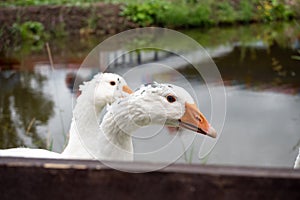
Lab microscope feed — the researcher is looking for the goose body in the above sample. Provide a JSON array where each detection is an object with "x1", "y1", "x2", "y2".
[
  {"x1": 61, "y1": 73, "x2": 132, "y2": 158},
  {"x1": 0, "y1": 148, "x2": 63, "y2": 158},
  {"x1": 0, "y1": 73, "x2": 132, "y2": 159}
]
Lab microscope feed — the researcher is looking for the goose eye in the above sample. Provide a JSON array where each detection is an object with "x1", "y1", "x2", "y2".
[
  {"x1": 166, "y1": 95, "x2": 176, "y2": 103},
  {"x1": 110, "y1": 81, "x2": 116, "y2": 86}
]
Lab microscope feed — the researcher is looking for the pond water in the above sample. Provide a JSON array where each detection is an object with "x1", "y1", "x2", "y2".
[{"x1": 0, "y1": 22, "x2": 300, "y2": 168}]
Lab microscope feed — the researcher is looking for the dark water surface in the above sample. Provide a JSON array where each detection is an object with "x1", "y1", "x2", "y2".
[{"x1": 0, "y1": 22, "x2": 300, "y2": 168}]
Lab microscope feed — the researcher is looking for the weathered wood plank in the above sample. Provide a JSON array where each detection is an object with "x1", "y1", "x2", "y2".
[{"x1": 0, "y1": 157, "x2": 299, "y2": 200}]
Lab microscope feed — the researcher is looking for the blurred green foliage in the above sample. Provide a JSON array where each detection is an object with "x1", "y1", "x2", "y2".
[
  {"x1": 155, "y1": 1, "x2": 213, "y2": 27},
  {"x1": 12, "y1": 21, "x2": 49, "y2": 52},
  {"x1": 121, "y1": 0, "x2": 169, "y2": 26},
  {"x1": 256, "y1": 0, "x2": 295, "y2": 21},
  {"x1": 214, "y1": 1, "x2": 236, "y2": 24},
  {"x1": 13, "y1": 21, "x2": 47, "y2": 41},
  {"x1": 121, "y1": 0, "x2": 297, "y2": 27},
  {"x1": 239, "y1": 0, "x2": 253, "y2": 22}
]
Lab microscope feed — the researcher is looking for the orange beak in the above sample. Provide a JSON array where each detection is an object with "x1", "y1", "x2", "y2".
[
  {"x1": 179, "y1": 103, "x2": 217, "y2": 138},
  {"x1": 122, "y1": 85, "x2": 133, "y2": 94}
]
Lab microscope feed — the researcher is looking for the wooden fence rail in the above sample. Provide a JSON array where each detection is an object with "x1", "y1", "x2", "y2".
[{"x1": 0, "y1": 157, "x2": 299, "y2": 200}]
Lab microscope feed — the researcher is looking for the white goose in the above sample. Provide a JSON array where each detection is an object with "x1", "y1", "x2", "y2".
[
  {"x1": 294, "y1": 148, "x2": 300, "y2": 169},
  {"x1": 61, "y1": 73, "x2": 132, "y2": 158},
  {"x1": 0, "y1": 73, "x2": 132, "y2": 159},
  {"x1": 78, "y1": 82, "x2": 217, "y2": 161}
]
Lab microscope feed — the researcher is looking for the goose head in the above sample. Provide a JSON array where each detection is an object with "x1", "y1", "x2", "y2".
[
  {"x1": 114, "y1": 83, "x2": 216, "y2": 138},
  {"x1": 94, "y1": 73, "x2": 133, "y2": 104}
]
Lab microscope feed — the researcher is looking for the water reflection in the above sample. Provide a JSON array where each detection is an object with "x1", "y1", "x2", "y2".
[
  {"x1": 218, "y1": 44, "x2": 300, "y2": 95},
  {"x1": 0, "y1": 70, "x2": 54, "y2": 149},
  {"x1": 0, "y1": 21, "x2": 300, "y2": 168},
  {"x1": 177, "y1": 43, "x2": 300, "y2": 95}
]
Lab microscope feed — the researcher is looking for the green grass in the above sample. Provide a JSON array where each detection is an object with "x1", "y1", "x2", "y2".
[
  {"x1": 121, "y1": 0, "x2": 298, "y2": 28},
  {"x1": 239, "y1": 0, "x2": 254, "y2": 22},
  {"x1": 155, "y1": 2, "x2": 213, "y2": 27}
]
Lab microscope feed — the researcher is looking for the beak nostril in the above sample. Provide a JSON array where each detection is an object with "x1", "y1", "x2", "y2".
[{"x1": 195, "y1": 115, "x2": 202, "y2": 123}]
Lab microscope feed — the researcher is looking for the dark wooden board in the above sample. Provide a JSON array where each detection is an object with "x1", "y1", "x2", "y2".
[{"x1": 0, "y1": 157, "x2": 299, "y2": 200}]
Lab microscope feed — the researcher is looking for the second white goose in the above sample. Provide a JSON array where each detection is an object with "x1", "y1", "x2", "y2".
[{"x1": 61, "y1": 73, "x2": 132, "y2": 158}]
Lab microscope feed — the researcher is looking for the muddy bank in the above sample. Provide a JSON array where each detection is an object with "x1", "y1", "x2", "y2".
[
  {"x1": 0, "y1": 3, "x2": 137, "y2": 34},
  {"x1": 0, "y1": 3, "x2": 137, "y2": 38},
  {"x1": 0, "y1": 3, "x2": 139, "y2": 56}
]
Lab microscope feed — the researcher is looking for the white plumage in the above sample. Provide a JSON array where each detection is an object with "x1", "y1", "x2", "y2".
[
  {"x1": 0, "y1": 78, "x2": 216, "y2": 161},
  {"x1": 84, "y1": 83, "x2": 217, "y2": 161},
  {"x1": 0, "y1": 73, "x2": 132, "y2": 159}
]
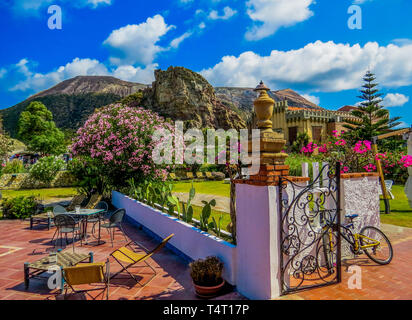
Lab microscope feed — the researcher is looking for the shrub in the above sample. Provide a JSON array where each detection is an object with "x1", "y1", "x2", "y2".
[
  {"x1": 190, "y1": 256, "x2": 223, "y2": 286},
  {"x1": 29, "y1": 156, "x2": 65, "y2": 184},
  {"x1": 1, "y1": 196, "x2": 38, "y2": 219},
  {"x1": 71, "y1": 104, "x2": 174, "y2": 190},
  {"x1": 2, "y1": 159, "x2": 26, "y2": 174}
]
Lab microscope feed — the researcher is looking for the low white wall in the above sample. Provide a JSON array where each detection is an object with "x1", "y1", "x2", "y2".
[{"x1": 112, "y1": 191, "x2": 237, "y2": 285}]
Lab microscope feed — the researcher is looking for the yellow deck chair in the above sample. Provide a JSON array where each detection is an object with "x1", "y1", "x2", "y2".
[
  {"x1": 66, "y1": 194, "x2": 87, "y2": 212},
  {"x1": 110, "y1": 234, "x2": 174, "y2": 286},
  {"x1": 62, "y1": 260, "x2": 110, "y2": 300},
  {"x1": 205, "y1": 172, "x2": 214, "y2": 180},
  {"x1": 186, "y1": 172, "x2": 195, "y2": 180},
  {"x1": 196, "y1": 172, "x2": 204, "y2": 179},
  {"x1": 85, "y1": 194, "x2": 102, "y2": 209},
  {"x1": 169, "y1": 172, "x2": 178, "y2": 180}
]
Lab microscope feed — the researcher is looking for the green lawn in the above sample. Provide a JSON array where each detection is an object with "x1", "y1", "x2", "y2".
[
  {"x1": 173, "y1": 180, "x2": 230, "y2": 197},
  {"x1": 1, "y1": 187, "x2": 78, "y2": 202},
  {"x1": 380, "y1": 185, "x2": 412, "y2": 228}
]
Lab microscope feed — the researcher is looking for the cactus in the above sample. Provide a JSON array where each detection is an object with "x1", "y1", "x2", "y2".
[
  {"x1": 211, "y1": 214, "x2": 224, "y2": 238},
  {"x1": 182, "y1": 183, "x2": 196, "y2": 223},
  {"x1": 200, "y1": 199, "x2": 216, "y2": 231},
  {"x1": 167, "y1": 195, "x2": 181, "y2": 219}
]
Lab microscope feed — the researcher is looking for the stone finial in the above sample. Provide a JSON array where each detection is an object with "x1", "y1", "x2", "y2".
[
  {"x1": 254, "y1": 81, "x2": 270, "y2": 92},
  {"x1": 253, "y1": 81, "x2": 274, "y2": 132}
]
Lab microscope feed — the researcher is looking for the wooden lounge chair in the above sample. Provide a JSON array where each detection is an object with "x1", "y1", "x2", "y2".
[
  {"x1": 196, "y1": 172, "x2": 204, "y2": 179},
  {"x1": 66, "y1": 195, "x2": 87, "y2": 212},
  {"x1": 186, "y1": 172, "x2": 195, "y2": 180},
  {"x1": 205, "y1": 172, "x2": 214, "y2": 180},
  {"x1": 62, "y1": 259, "x2": 110, "y2": 300},
  {"x1": 110, "y1": 234, "x2": 174, "y2": 286},
  {"x1": 85, "y1": 194, "x2": 102, "y2": 209}
]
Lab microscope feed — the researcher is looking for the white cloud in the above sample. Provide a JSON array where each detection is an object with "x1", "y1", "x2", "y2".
[
  {"x1": 0, "y1": 68, "x2": 6, "y2": 78},
  {"x1": 103, "y1": 15, "x2": 175, "y2": 66},
  {"x1": 208, "y1": 7, "x2": 237, "y2": 20},
  {"x1": 112, "y1": 64, "x2": 157, "y2": 84},
  {"x1": 383, "y1": 93, "x2": 409, "y2": 107},
  {"x1": 301, "y1": 94, "x2": 320, "y2": 105},
  {"x1": 245, "y1": 0, "x2": 315, "y2": 41},
  {"x1": 170, "y1": 32, "x2": 193, "y2": 49},
  {"x1": 200, "y1": 41, "x2": 412, "y2": 92},
  {"x1": 9, "y1": 58, "x2": 109, "y2": 92}
]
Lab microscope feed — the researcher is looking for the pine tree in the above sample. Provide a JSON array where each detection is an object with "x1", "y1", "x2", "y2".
[{"x1": 344, "y1": 71, "x2": 401, "y2": 141}]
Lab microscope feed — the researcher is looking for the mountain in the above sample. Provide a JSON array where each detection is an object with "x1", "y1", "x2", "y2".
[
  {"x1": 215, "y1": 87, "x2": 323, "y2": 113},
  {"x1": 1, "y1": 69, "x2": 323, "y2": 137},
  {"x1": 1, "y1": 76, "x2": 147, "y2": 137}
]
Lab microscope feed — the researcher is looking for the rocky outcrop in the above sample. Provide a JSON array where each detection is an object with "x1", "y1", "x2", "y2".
[{"x1": 140, "y1": 67, "x2": 246, "y2": 130}]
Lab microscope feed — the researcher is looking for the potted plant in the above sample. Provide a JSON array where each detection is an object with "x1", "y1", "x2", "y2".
[{"x1": 189, "y1": 256, "x2": 225, "y2": 298}]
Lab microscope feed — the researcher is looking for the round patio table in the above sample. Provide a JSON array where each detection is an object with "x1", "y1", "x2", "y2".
[{"x1": 65, "y1": 209, "x2": 105, "y2": 245}]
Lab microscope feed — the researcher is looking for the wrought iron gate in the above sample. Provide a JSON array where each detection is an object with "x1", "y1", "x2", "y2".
[{"x1": 279, "y1": 163, "x2": 341, "y2": 295}]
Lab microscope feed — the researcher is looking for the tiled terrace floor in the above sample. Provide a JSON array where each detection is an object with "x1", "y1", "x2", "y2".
[
  {"x1": 0, "y1": 219, "x2": 411, "y2": 300},
  {"x1": 282, "y1": 223, "x2": 412, "y2": 300},
  {"x1": 0, "y1": 219, "x2": 242, "y2": 300}
]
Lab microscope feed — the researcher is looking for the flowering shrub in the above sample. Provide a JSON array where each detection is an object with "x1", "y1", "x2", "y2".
[
  {"x1": 29, "y1": 156, "x2": 65, "y2": 184},
  {"x1": 71, "y1": 104, "x2": 173, "y2": 190},
  {"x1": 300, "y1": 130, "x2": 411, "y2": 181}
]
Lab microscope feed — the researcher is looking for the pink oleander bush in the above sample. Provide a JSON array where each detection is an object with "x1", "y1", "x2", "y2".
[
  {"x1": 71, "y1": 104, "x2": 174, "y2": 190},
  {"x1": 300, "y1": 130, "x2": 411, "y2": 181}
]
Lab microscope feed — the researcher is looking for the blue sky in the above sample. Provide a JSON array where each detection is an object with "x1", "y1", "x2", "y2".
[{"x1": 0, "y1": 0, "x2": 411, "y2": 127}]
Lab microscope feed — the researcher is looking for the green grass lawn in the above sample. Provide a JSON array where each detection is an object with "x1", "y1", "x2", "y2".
[
  {"x1": 380, "y1": 185, "x2": 412, "y2": 228},
  {"x1": 1, "y1": 187, "x2": 78, "y2": 202},
  {"x1": 173, "y1": 180, "x2": 230, "y2": 197}
]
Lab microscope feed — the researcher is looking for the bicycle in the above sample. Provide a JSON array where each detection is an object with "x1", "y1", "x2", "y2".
[{"x1": 323, "y1": 214, "x2": 393, "y2": 265}]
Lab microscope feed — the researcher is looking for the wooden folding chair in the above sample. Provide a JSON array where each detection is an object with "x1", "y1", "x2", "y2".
[
  {"x1": 66, "y1": 195, "x2": 87, "y2": 212},
  {"x1": 85, "y1": 194, "x2": 102, "y2": 209},
  {"x1": 110, "y1": 234, "x2": 174, "y2": 287},
  {"x1": 62, "y1": 259, "x2": 110, "y2": 300}
]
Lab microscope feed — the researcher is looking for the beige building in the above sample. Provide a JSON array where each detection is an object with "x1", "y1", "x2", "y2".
[{"x1": 271, "y1": 101, "x2": 357, "y2": 145}]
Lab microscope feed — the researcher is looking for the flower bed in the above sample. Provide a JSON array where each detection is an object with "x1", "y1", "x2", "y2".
[{"x1": 112, "y1": 191, "x2": 237, "y2": 284}]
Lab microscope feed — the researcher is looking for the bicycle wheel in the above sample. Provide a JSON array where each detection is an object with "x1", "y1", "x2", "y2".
[{"x1": 360, "y1": 226, "x2": 393, "y2": 265}]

* [WHAT IS EXPECTED] Lines from the one containing "the flower bed" through the last line of the records, both included, are the only ones to print, each exactly as it is.

* [OUTPUT FOR THIS TASK]
Lab microscope feed — the researcher is looking for the flower bed in the above sample. Provide a JSON array where each detection is an object with "x1", "y1", "x2", "y2".
[{"x1": 112, "y1": 191, "x2": 237, "y2": 284}]
Lab microscope feed — the researcher is looking for the bicycle wheel in the above sample. Provide a JSON array where each detection is an object with "x1", "y1", "x2", "y2".
[{"x1": 360, "y1": 226, "x2": 393, "y2": 265}]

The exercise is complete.